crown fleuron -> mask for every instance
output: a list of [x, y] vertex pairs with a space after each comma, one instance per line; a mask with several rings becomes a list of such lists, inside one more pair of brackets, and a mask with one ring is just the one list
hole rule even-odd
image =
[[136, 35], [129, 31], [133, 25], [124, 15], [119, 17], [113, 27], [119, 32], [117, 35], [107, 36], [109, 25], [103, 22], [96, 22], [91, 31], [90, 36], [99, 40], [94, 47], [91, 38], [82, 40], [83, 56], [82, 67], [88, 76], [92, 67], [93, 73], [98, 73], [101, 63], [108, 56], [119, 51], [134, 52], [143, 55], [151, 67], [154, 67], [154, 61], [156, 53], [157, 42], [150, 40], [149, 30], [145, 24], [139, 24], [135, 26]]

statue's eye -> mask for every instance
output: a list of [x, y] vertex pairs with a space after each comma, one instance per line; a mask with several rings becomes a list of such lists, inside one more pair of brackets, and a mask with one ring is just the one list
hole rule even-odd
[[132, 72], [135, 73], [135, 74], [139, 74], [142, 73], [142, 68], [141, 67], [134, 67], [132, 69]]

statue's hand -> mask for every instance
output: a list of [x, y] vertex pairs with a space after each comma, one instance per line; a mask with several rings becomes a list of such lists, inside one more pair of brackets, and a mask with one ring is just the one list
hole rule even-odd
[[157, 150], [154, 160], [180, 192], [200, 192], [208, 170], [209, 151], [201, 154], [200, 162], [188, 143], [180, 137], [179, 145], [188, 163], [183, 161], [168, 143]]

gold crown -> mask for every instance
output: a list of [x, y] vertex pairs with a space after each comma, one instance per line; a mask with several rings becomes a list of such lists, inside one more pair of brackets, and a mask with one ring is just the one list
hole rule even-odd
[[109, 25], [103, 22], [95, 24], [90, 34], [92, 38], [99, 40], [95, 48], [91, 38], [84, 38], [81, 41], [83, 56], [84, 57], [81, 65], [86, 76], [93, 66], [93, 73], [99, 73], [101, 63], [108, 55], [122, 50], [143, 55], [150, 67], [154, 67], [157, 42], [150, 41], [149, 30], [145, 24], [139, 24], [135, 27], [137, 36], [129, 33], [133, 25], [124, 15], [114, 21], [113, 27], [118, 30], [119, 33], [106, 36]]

#### DIRECTIONS
Swap "fleuron" for "ornament" in the part that opens with the first line of the entries and closes with the line containing "24], [135, 26]]", and write out that part again with nothing else changed.

#### EXERCISE SOLUTION
crown ornament -> mask for every instance
output: a list of [x, y] vertex pairs with a space after each comma, one instance per line; a mask with several rings becomes a list of such lists, inside one more pair of brackets, and a mask with one ring is just the one list
hole rule even-odd
image =
[[136, 35], [129, 31], [133, 25], [124, 15], [119, 17], [113, 27], [119, 32], [117, 35], [107, 36], [109, 25], [103, 22], [96, 22], [91, 31], [90, 36], [99, 40], [94, 47], [91, 38], [82, 40], [83, 56], [82, 67], [88, 76], [92, 67], [93, 73], [98, 73], [101, 63], [108, 56], [119, 51], [134, 52], [143, 55], [151, 67], [154, 67], [154, 61], [156, 53], [157, 42], [150, 40], [149, 30], [145, 24], [139, 24], [135, 26]]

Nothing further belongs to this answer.